EJERCICIOS
a) Responde con base en el texto sobre Rodrigo y Koli:
(i) ¿A qué restaurante invitó Jesús a Rodrigo?
(ii) ¿Sobre qué estuvo parado Rodrigo durante su primera semana en la cocina?
(iii) ¿Qué hizo Lombard con el sartén que Rodrigo había tocado?
b) Retoma el texto sobre Rodrigo y Koli y continúalo a partir de su última oración.

FRAGMENTO
Las manos de Rodrigo dirigen Koli con la fuerza de la experiencia y con la base sólida de la preparación y el estudio. “Una cocina profesional tiene que ser dirigida por profesionales”. Antes de terminar la preparatoria se mudó con su madre y su padrastro, Jesús a la Ciudad de México. “Mi padrastro veía que me apasionaba esto de la cocina”. Un día lo invitó a uno de sus restaurantes favoritos: L’Olivier. Por fuera el local recordaba un bistro francés: Ventanas cuadriculadas y techos de lona. Más allá de la puerta, interiores blancos, detalles de caoba y cubiertas de granito. “Todo era perfección y limpieza”. Minimalismo. El protagonista era la cocina abierta a la vista de todos. Al entrar se encontró de frente con la figura de un Chef: porte enérgico, filipina blanca y una copa de cognac. “Yo quiero ser como él”. Era Olivier Lombard. “Desde que entramos, antes de probar ni el pan, le dije a Jesús: yo a esto me quiero dedicar”. Tras la cena su padrastro le pidió al chef que lo aceptara en su cocina. Aceptó a regañadientes: “Cada semana te voy a evaluar. Vas a estar dentro de la cocina; no puedes hablar; no puedes tocar un sartén; no puedes hacer nada y no te quiero ver interactuando con nadie.” Esa semana Rodrigo estuvo parado sobre una equis marcada en el suelo viendo y tomando notas. “Me sentía horrible porque yo platico hasta por los codos”. Su permiso se renovó por una segunda y tercera semana. Fue esa última cuando se estaba a punto de caer un sartén con la preparación. Rodrigo observaba. “La verdad sí me metí, lo agarré y lo volví a poner”. Lombard lo vio, tomó el sartén y lo tiró al piso: “Te dije que no metieras manos. Otra y es tu último día.” Cuando el Chef se alejó un poco de esa cocina para atender otro proyecto, uno de los sous chefs habló con Rodrigo y le pidió hacerse a un lado. Había muchos candidatos profesionales en espera de una posición en la cocina de Lombard. Lo que vivió Rodrigo esas semanas ha provocado que hoy todos los colaboradores de Koli sean profesionales o estudiantes de gastronomía; desde el encargado de limpieza hasta los cocineros. Rodrigo muestra un hondo respeto por su profesión, enraizado en su deferencia por el trabajo y su veneración a la naturaleza. “Nosotros como cocineros somos intérpretes de lo que nos da la tierra”. Creo que Rodrigo se siente responsable de emplear mentes y manos instruidas. Es cuestión de dignidad; la del trabajo, la del producto y la del comensal.

REGISTROS LISTADOS
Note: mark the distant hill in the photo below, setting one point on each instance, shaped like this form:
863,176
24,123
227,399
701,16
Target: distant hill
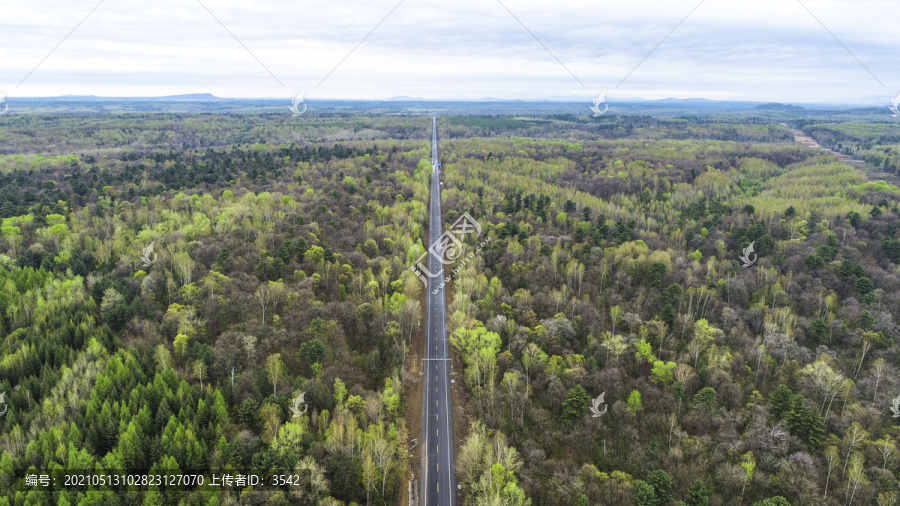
779,107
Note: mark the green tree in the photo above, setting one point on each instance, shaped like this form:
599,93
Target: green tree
773,501
863,286
705,399
576,403
643,493
819,331
813,262
663,486
697,495
634,401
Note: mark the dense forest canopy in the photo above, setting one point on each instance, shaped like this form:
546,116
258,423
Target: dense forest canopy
171,283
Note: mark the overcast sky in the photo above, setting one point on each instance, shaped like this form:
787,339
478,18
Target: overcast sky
767,50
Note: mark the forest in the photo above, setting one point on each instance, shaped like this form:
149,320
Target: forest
724,297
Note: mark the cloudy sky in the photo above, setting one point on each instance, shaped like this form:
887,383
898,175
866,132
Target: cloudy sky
767,50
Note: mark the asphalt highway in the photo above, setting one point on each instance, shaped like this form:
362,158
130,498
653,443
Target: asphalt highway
438,477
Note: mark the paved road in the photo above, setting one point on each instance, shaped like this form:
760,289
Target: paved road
438,475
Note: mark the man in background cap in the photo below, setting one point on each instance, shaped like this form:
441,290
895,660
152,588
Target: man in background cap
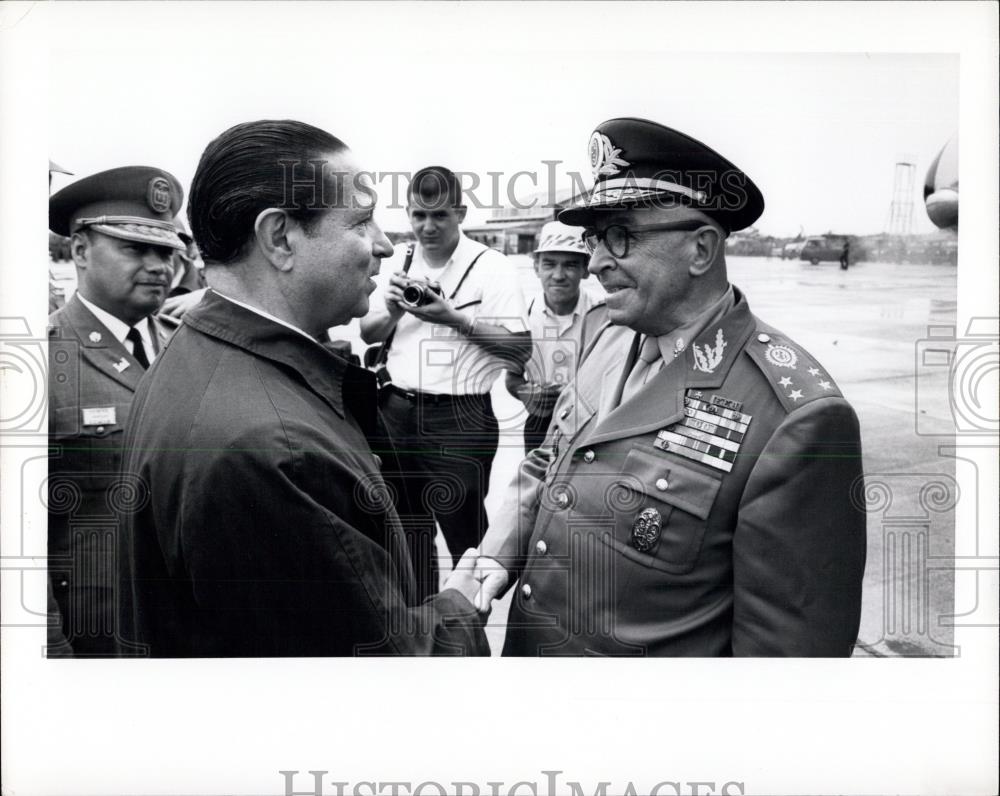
558,320
694,495
122,241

RESPUESTAS
a)
(i) A L’Olivier.
(ii) Sobre una equis marcada en el suelo.
(iii) Lo tiró al piso.

b)
Su vida ha tenido etapas desordenadas. No intenta ocultarlo. Cuando lo cuenta brota una sonrisa limpia de esas que aman su presente mientras evocan un pasado colorido. A sus dieciocho, su madre le propuso pasar un año en una academia militar. Rodrigo se rehusó. La negociación se cerró en un verano. Pasado éste, Rodrigo regresó a la ciudad de México. Era un sábado. El lunes debía estar en la escuela. Le dijo a su mamá que iba a salir a ver a su novia y sus amigos. “El chiste es que me fui con ellos y para no hacerte el cuento largo regresé a mi casa el miércoles”. Ahí lo esperaba un boleto de camión. El viernes viajaba a Monterrey y de ahí, de vuelta a la academia militar. Así sucedió. Claro, no sin salir de fiesta una vez más el jueves.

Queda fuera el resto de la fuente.